**YOUR OBJECTIVE:**
Format these lines as a numbered list, omitting any blank lines. Begin at the line containing "Can you find the green" and end with the line containing "pixel 918 308", including both.

* start DATA LINES *

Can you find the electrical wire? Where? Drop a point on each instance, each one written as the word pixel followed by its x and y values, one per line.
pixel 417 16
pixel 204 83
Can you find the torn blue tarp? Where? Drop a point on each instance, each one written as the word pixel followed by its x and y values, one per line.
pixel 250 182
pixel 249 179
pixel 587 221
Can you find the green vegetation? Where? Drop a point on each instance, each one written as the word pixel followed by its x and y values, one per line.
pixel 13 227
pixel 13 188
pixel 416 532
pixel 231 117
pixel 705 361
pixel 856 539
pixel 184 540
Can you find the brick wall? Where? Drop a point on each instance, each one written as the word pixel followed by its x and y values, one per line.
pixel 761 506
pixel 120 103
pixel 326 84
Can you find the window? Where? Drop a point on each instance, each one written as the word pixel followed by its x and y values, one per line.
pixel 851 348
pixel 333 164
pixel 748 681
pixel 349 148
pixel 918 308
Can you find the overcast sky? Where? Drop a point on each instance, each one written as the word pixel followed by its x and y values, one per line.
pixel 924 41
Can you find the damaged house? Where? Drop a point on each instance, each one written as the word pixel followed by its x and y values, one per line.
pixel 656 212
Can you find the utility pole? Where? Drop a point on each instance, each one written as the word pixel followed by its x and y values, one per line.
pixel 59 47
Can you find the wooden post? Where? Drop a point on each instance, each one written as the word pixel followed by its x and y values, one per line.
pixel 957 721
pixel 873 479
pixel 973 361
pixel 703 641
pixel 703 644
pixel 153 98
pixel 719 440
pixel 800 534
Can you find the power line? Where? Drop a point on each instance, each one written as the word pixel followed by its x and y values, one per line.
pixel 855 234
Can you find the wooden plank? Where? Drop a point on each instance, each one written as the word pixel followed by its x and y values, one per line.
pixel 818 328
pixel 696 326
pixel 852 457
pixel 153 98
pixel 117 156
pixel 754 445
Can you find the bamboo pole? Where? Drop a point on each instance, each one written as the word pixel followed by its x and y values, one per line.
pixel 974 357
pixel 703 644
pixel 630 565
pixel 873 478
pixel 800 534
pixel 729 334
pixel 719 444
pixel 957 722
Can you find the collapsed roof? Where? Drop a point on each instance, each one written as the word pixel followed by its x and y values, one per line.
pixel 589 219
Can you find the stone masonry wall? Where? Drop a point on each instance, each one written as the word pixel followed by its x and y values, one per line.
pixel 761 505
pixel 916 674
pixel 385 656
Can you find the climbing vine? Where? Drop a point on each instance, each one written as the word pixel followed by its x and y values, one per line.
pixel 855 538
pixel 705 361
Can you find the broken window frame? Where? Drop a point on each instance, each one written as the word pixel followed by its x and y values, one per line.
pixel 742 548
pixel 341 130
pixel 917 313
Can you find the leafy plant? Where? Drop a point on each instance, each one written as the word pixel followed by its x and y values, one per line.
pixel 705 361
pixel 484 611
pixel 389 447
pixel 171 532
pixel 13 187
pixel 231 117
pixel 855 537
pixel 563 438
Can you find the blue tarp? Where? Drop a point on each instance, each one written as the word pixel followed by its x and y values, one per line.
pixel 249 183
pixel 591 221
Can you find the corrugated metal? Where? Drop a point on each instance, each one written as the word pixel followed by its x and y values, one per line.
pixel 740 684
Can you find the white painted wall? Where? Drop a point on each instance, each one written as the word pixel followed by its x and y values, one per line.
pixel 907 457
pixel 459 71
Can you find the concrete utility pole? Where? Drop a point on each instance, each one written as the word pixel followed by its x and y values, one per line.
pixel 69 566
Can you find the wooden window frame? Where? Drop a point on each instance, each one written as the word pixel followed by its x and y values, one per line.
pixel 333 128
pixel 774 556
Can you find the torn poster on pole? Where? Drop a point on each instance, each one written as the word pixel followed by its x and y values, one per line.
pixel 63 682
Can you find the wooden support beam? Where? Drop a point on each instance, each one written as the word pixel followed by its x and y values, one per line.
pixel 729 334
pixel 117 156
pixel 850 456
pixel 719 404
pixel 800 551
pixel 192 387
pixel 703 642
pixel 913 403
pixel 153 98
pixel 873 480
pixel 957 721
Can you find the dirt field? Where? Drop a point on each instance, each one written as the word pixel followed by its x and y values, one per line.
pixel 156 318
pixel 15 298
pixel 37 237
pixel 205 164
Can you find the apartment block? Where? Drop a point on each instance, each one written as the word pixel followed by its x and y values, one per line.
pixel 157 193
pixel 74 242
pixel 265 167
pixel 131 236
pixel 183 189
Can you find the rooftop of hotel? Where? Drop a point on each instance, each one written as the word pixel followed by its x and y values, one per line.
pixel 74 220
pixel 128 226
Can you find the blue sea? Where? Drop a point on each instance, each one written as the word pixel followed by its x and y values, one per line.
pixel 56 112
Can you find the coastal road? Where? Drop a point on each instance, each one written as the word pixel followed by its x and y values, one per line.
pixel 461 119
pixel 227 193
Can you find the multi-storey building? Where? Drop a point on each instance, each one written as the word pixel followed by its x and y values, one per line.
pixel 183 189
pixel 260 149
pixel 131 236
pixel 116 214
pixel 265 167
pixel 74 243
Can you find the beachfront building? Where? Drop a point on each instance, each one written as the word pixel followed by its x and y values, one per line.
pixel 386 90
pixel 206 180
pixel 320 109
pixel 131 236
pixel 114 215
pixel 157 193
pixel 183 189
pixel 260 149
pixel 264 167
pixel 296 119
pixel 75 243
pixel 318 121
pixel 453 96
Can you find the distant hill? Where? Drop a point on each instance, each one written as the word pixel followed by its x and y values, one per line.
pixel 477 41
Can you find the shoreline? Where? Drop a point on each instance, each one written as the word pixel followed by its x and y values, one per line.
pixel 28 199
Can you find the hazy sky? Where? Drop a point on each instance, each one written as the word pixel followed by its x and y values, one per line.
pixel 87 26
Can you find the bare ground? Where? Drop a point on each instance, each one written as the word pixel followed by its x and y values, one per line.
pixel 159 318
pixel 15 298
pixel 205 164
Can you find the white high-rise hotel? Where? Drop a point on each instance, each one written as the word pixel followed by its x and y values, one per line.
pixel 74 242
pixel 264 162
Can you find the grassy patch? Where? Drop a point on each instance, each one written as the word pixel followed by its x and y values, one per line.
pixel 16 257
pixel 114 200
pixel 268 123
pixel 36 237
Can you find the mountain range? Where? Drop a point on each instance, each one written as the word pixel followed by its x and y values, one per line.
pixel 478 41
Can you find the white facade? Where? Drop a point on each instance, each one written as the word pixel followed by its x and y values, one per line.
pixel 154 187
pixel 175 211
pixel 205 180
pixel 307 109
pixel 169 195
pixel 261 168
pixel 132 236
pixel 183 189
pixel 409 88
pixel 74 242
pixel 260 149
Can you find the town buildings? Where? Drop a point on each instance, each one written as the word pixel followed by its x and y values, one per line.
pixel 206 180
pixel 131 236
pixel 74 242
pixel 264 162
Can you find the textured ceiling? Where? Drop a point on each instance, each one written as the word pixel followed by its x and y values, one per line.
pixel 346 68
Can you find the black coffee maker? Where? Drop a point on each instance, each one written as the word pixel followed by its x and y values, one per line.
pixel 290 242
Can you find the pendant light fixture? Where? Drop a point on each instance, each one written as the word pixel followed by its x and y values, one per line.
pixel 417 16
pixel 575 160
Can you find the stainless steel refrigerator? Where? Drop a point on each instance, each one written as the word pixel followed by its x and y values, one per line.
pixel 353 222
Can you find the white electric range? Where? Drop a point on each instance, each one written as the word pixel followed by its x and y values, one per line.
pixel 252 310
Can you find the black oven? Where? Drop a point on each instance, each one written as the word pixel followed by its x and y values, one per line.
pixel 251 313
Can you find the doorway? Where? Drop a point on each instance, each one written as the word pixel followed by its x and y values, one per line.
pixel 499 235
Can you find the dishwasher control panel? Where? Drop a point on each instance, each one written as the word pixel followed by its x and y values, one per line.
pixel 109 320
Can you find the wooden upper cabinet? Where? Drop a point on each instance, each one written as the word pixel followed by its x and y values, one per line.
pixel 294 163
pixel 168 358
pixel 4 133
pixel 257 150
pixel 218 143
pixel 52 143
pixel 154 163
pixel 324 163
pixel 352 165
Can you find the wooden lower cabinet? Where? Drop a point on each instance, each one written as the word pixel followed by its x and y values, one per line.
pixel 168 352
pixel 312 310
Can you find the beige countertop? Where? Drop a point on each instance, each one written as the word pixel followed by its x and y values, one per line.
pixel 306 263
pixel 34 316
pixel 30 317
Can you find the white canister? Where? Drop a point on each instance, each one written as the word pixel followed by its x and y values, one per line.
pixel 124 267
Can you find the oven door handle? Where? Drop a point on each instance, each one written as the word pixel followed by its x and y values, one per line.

* end DATA LINES *

**SOLUTION BELOW:**
1. Can you find the green vegetation? Where? Drop a point on each instance, each one written as the word pixel followed by its x and y values, one per line.
2. pixel 13 227
3. pixel 13 188
4. pixel 416 532
5. pixel 231 117
6. pixel 705 361
7. pixel 856 539
8. pixel 184 540
9. Can you find the brick wall? Where? Drop a point on each instance, each one written as the word pixel followed by its x and y values, one per line.
10. pixel 761 506
11. pixel 120 103
12. pixel 326 84
13. Can you find the window? Where? Drop a point on each instance, each one written as the word pixel followed by its x and y values, one per line.
14. pixel 851 348
15. pixel 333 164
16. pixel 748 681
17. pixel 349 148
18. pixel 918 308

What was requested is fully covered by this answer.